** start of Records for this exercise **
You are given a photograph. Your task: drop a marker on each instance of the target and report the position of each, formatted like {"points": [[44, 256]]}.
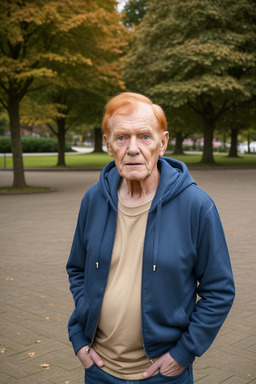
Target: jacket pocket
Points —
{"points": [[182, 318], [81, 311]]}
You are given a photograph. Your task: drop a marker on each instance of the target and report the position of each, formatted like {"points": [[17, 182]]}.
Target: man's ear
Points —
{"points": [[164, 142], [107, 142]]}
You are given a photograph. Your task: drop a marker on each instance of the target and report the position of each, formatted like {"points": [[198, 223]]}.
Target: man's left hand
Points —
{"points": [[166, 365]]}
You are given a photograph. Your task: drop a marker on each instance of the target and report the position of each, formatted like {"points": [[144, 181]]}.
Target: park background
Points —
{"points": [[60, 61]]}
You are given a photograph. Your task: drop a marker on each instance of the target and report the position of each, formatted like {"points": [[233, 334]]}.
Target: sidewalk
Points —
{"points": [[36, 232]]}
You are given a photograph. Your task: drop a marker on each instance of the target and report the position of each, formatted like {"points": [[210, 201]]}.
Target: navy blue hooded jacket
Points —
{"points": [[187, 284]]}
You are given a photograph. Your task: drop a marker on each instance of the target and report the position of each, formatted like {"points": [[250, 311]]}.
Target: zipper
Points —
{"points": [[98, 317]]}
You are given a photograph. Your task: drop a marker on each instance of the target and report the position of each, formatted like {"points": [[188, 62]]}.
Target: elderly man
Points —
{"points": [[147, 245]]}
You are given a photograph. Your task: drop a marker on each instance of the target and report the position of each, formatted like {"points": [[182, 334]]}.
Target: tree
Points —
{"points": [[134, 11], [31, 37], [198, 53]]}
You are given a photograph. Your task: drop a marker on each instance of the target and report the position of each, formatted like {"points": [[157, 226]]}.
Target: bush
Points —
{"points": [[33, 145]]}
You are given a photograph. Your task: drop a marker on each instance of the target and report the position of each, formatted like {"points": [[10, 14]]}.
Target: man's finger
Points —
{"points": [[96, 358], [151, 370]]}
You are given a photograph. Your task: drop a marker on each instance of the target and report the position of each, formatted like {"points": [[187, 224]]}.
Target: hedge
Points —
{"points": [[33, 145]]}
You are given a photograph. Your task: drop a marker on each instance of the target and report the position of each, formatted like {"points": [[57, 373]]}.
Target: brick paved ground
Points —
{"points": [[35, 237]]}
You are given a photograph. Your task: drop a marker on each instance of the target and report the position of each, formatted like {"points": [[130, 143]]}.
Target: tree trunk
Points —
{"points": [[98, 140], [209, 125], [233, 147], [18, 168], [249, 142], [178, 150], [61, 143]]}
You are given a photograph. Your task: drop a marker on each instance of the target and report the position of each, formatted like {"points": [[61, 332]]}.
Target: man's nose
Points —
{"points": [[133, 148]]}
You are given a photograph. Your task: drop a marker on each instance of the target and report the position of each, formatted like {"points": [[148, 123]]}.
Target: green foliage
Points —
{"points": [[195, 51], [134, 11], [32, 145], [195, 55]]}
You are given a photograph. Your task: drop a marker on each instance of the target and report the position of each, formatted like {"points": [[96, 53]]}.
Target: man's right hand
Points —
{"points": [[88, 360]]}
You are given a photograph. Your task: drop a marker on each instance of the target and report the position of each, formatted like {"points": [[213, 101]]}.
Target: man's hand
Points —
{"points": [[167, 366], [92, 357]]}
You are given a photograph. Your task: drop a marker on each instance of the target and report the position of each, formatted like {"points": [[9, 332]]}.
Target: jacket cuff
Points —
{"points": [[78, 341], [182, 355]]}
** end of Records for this exercise **
**What you are asked to do:** Leave the pictures out and copy the rest of the data exactly.

**Solution to the exercise:**
You are given a photograph. Your task: drop a marker on each instance of the target and report the position of each, formatted like {"points": [[44, 256]]}.
Target: jacket pocket
Points —
{"points": [[182, 318], [81, 311]]}
You are given a photograph. Your task: drop a marker on each instance of the target and report the position of each, formatted like {"points": [[17, 182]]}.
Target: man's ear
Points —
{"points": [[164, 142], [107, 142]]}
You are given a photograph. Your task: drop a marker on each instance of the target and report the position of each, formatted like {"points": [[198, 223]]}.
Target: man's left hand
Points —
{"points": [[166, 365]]}
You are given a photograph. Your task: drop a marker on each instance of the target and report the position of each, formatted like {"points": [[144, 181]]}.
Target: park background
Points —
{"points": [[60, 61]]}
You are given a photograph. Your task: drop a marker on each instance of the target and report the position of each, formatted like {"points": [[233, 334]]}.
Target: sidewalk
Points —
{"points": [[36, 232]]}
You are given a photograph. Your task: drop a marker on each instance of the target and report the position of each, formatted like {"points": [[210, 201]]}.
Target: navy blue hooded jacket
Points —
{"points": [[187, 284]]}
You are given a photograph. Your task: drop a marker on each instance of the target and report the position of each, formatted like {"points": [[250, 311]]}.
Target: zipper
Points —
{"points": [[98, 317]]}
You are given a photograph. Your task: drop a marker on each instance of the target and report the position of each, formatted like {"points": [[188, 62]]}.
Target: elderly man
Points —
{"points": [[147, 245]]}
You are given a photograph. Your task: drop a marker on each instance of the target and report the position of each, formatted like {"points": [[182, 334]]}.
Target: tree
Points —
{"points": [[134, 11], [31, 37], [198, 53]]}
You are given a photograph. Your task: drop a marker on each instance of the target and report the position of each, formatted like {"points": [[157, 226]]}.
Target: bush
Points —
{"points": [[33, 145]]}
You are given a photograph. Your task: drop a marker on each instance of the target and report the position of each, formatted like {"points": [[10, 14]]}.
Target: man's finger
Points —
{"points": [[96, 358], [151, 370]]}
You are given a photograph. Your task: drop a marker on each instance of the target and report the position of each, formatted like {"points": [[187, 224]]}.
Target: hedge
Points —
{"points": [[33, 145]]}
You are given a photograph. Your task: drop a marker on each instance of the target and report the position of each, formatted like {"points": [[57, 373]]}.
Target: brick paved ground
Points —
{"points": [[35, 237]]}
You are given a photograph. Your task: drop a marker on each instance of the target and report the position of each, formatted like {"points": [[130, 143]]}.
Target: tree trunk
Points —
{"points": [[98, 140], [209, 125], [233, 147], [18, 168], [249, 142], [178, 150], [61, 143]]}
You are given a photograph. Your task: drop a marker on each instance of the target and report the position of each, formatted like {"points": [[61, 332]]}.
Target: man's nose
Points —
{"points": [[133, 148]]}
You are given a photograph. Your task: drop a marker on each instance of the target and report the position of each, formatted like {"points": [[148, 123]]}.
Target: green foliage
Points —
{"points": [[195, 51], [134, 11], [32, 145], [195, 55]]}
You are given a photograph. Your task: drop a marker on each instance of the target and report the position of each, formatted like {"points": [[96, 53]]}.
Target: man's right hand
Points —
{"points": [[88, 360]]}
You are given a photograph. Your task: drop a marker on each instance of the target and report the position of each, formatted like {"points": [[213, 101]]}.
Target: man's hand
Points —
{"points": [[167, 366], [92, 357]]}
You are given a photograph. Your task: drop a marker on each instance of the target and report the position of each, formatted like {"points": [[9, 332]]}.
Target: jacket cuff
Points —
{"points": [[78, 341], [182, 355]]}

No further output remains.